Requirement: Scan the material and copy every line in which "query" appears.

Source records:

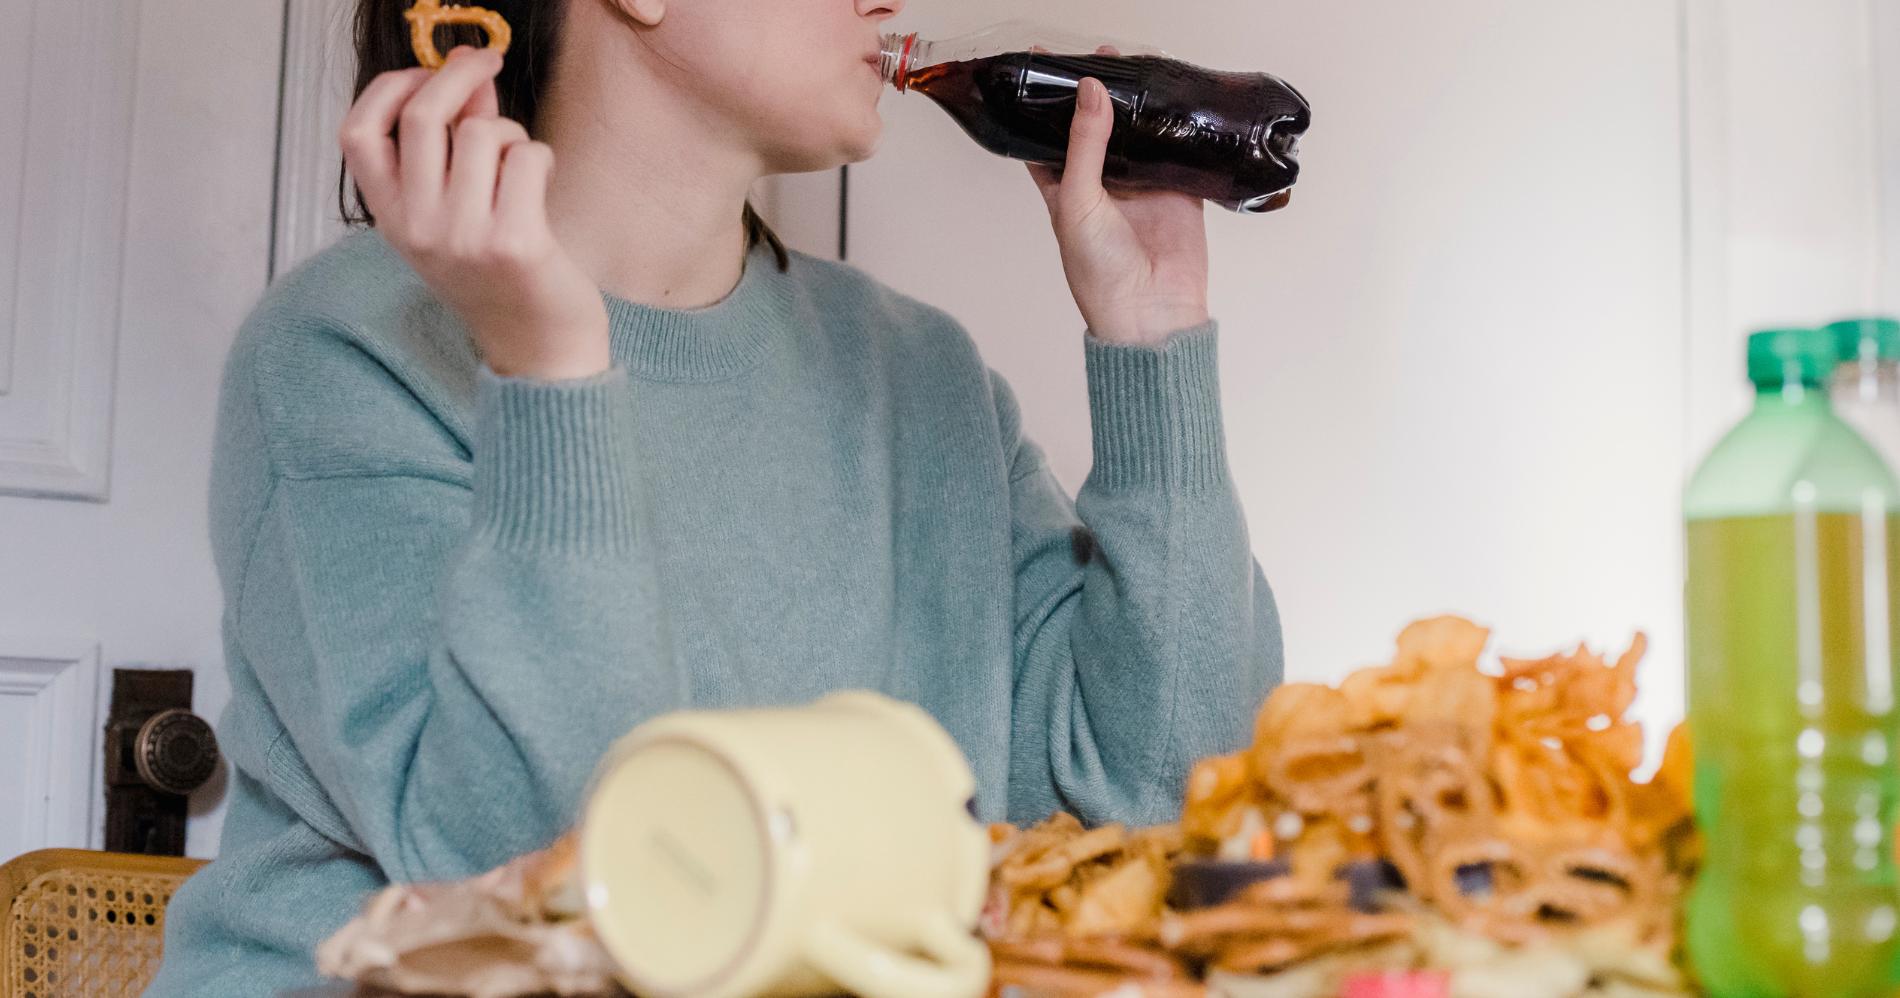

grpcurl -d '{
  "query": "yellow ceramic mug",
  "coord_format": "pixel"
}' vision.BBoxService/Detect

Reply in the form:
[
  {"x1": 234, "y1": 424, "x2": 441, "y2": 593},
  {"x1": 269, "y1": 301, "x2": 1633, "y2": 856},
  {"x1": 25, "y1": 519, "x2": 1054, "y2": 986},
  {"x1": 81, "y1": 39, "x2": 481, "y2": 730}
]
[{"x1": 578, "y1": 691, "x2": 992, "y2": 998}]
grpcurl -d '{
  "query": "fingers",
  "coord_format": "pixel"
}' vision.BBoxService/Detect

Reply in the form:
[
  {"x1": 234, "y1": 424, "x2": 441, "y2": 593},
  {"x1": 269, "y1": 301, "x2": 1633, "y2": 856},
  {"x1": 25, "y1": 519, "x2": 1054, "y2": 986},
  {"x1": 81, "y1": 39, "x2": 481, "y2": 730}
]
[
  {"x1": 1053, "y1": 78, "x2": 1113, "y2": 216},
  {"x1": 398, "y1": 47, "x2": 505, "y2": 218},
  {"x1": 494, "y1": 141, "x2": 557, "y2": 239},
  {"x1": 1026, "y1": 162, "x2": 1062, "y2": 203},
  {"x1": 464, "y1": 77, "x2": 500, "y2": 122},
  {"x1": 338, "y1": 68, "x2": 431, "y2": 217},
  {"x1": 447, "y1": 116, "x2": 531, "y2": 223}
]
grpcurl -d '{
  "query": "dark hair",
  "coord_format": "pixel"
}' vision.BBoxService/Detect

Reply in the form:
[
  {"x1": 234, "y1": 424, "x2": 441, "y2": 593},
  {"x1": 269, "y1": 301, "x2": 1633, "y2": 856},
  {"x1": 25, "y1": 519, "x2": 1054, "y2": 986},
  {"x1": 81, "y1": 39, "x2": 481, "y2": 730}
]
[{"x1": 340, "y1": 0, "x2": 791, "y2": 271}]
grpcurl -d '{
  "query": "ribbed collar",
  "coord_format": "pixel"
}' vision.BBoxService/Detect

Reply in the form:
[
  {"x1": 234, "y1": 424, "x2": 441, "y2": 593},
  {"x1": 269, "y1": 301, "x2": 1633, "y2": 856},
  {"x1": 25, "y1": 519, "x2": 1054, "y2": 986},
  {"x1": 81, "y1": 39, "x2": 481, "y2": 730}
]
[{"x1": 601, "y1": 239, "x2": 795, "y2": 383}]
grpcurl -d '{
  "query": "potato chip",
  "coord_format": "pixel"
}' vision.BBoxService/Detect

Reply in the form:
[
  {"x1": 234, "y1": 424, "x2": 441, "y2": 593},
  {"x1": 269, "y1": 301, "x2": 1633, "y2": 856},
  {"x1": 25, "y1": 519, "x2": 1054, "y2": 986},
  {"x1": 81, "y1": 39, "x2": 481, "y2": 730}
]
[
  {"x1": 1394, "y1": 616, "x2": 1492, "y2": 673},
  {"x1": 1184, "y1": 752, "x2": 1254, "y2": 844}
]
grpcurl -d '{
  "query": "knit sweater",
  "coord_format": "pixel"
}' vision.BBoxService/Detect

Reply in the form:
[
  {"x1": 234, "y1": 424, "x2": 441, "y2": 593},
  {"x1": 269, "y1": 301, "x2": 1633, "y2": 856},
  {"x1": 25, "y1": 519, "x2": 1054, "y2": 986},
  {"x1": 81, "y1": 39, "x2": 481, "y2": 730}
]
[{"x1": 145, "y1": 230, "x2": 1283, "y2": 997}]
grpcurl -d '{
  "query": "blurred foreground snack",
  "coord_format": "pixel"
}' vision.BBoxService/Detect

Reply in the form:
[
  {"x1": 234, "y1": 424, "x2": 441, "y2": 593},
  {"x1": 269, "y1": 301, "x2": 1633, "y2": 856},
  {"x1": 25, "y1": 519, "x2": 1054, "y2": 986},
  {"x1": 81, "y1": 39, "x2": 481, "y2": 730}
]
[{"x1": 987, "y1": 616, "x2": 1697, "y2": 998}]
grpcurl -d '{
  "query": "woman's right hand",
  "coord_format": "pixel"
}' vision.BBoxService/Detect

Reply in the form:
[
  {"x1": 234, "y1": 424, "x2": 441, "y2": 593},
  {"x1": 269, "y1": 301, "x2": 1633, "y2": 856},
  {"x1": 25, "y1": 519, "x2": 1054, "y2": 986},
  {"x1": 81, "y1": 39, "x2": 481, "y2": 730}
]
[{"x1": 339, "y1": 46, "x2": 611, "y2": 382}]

Answer to the problem:
  "query": "yellow ceramic mug",
  "query": "fingers",
  "query": "dark hair",
  "query": "ribbed collar",
  "query": "potato chip",
  "query": "knit sweater",
  "query": "blurred foreground snack",
  "query": "woman's right hand",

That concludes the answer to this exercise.